> _文字节选_:
§
看到(n)只有16,可以把这些质数分成两半,然后预处理出这些数相乘得出的小于(10^{18})的所有数,排个序,然后二分最终答案,再用两个指针从前往后和从后往前扫,进行(two-pointers)统计答案是第几个,然后再搞搞救星了
// luogu-judger-enable-o2
#include<bits/stdc++.h>
#define LL long long
#define il inline
#define re register
#define max(a,b) ((a)>(b)?(a):(b))
#define min(a,b) ((a)<(b)?(a):(b))
#define db double
#define eps (1e-5)
using namespace std;
const int M=2000000+10;
const LL inf=1e18+1;
il LL rd()
{
re LL x=0,w=1;re char ch=0;
while(ch<'0'||ch>'9') {if(ch=='-') w=-1;ch=getchar();}
while(ch>='0'&&ch<='9') {x=(x<<3)+(x<<1)+(ch^48);ch=getchar();}
return x*w;
}
int n;
LL a[2][10],k,b[2][M],t[2];
il void dfs(int x,int o,LL s)
{
if(a[x][o+1]) dfs(x,o+1,s);
LL ss=s;
while(inf/a[x][o]>=ss&&ss>0)
§
> _条目列表_:
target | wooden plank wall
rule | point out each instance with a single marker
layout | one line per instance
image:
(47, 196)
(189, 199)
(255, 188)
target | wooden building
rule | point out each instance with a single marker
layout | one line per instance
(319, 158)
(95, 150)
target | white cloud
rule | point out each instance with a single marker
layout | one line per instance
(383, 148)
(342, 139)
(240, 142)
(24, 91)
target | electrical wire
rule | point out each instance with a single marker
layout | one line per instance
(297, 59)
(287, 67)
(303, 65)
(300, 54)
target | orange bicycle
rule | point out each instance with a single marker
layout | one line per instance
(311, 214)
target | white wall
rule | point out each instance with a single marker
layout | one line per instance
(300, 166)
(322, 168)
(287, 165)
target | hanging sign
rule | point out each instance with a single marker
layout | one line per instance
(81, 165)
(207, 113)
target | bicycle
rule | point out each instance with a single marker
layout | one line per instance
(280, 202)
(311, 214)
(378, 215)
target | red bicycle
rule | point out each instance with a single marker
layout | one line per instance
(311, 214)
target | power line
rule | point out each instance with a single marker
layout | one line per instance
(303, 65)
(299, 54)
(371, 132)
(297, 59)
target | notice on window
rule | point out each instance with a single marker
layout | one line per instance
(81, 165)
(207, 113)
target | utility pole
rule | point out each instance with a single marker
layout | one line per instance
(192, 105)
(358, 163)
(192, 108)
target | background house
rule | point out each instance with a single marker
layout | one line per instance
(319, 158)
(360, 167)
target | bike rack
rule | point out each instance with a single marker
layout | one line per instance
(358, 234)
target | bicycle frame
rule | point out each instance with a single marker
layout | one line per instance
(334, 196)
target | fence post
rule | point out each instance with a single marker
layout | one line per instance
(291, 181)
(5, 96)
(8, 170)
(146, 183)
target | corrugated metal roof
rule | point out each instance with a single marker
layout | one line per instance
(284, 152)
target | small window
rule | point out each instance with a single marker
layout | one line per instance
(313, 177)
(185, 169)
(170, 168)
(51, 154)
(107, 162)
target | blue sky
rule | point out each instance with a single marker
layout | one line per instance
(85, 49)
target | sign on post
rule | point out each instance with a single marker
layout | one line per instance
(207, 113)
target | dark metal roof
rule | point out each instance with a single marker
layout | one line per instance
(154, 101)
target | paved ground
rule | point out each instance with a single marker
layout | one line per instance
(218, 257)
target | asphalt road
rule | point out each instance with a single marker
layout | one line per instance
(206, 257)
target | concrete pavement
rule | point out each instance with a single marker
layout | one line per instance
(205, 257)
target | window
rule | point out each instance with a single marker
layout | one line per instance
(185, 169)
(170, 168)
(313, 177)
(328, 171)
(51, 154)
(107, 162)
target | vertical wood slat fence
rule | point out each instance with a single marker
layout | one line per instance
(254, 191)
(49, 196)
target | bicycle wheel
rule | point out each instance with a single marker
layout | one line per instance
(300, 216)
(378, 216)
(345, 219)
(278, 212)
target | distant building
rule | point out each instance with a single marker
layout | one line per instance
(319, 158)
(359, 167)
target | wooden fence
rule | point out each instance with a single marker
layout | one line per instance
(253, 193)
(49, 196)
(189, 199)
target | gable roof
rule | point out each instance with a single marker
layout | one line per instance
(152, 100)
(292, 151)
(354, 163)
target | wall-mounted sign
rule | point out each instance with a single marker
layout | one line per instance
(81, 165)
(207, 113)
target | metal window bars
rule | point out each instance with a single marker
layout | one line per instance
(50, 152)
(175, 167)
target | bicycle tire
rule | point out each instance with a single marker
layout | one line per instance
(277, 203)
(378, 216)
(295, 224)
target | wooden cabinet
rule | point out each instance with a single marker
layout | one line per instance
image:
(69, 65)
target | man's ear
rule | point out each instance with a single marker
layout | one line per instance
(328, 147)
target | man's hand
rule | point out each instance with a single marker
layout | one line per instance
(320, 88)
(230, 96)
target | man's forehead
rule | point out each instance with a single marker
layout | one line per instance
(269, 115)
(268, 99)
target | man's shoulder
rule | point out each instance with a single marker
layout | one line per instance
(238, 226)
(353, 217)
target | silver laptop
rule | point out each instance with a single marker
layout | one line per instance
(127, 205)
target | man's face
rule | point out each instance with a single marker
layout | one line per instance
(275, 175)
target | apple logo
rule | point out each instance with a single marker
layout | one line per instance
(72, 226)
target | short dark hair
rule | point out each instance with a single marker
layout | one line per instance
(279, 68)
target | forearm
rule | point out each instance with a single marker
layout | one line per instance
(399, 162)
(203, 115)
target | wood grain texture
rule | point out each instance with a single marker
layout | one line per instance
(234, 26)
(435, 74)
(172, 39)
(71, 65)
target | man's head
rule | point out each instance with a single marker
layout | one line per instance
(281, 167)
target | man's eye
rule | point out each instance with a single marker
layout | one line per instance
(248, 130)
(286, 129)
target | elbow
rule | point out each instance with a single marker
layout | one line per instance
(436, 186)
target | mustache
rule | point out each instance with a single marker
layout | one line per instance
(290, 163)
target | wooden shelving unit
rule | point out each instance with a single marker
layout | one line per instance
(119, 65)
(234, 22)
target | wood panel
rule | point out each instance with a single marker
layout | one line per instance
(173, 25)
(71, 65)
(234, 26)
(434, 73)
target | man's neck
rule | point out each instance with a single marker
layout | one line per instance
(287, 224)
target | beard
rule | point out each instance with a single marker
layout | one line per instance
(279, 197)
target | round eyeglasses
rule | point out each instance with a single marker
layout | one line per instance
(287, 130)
§
> _给定问题_:
从最后一行之后接着写这篇质数乘积题解，把它停下的代码续写下去。 这些条目是另外的材料，与上面的题解互不相干。

> _练习结果_:
{
ss*=a[x][o];
b[x][++t[x]]=ss;
if(a[x][o+1]) dfs(x,o+1,ss);
}
}
int main()
{
n=rd();
for(int i=1;i<=n;i++) a[i&1][(i+1)>>1]=rd();
if(n>1) dfs(0,1,1);
dfs(1,1,1);
sort(b[0]+1,b[0]+t[0]+1),sort(b[1]+1,b[1]+t[1]+1);
b[0][0]=b[1][0]=1;
k=rd();
LL l=0,r=inf,ans=0;
while(l<=r)
{
LL mid=(l+r)>>1,kk=1;
for(int i=0,j=t[1];i<=t[0];i++)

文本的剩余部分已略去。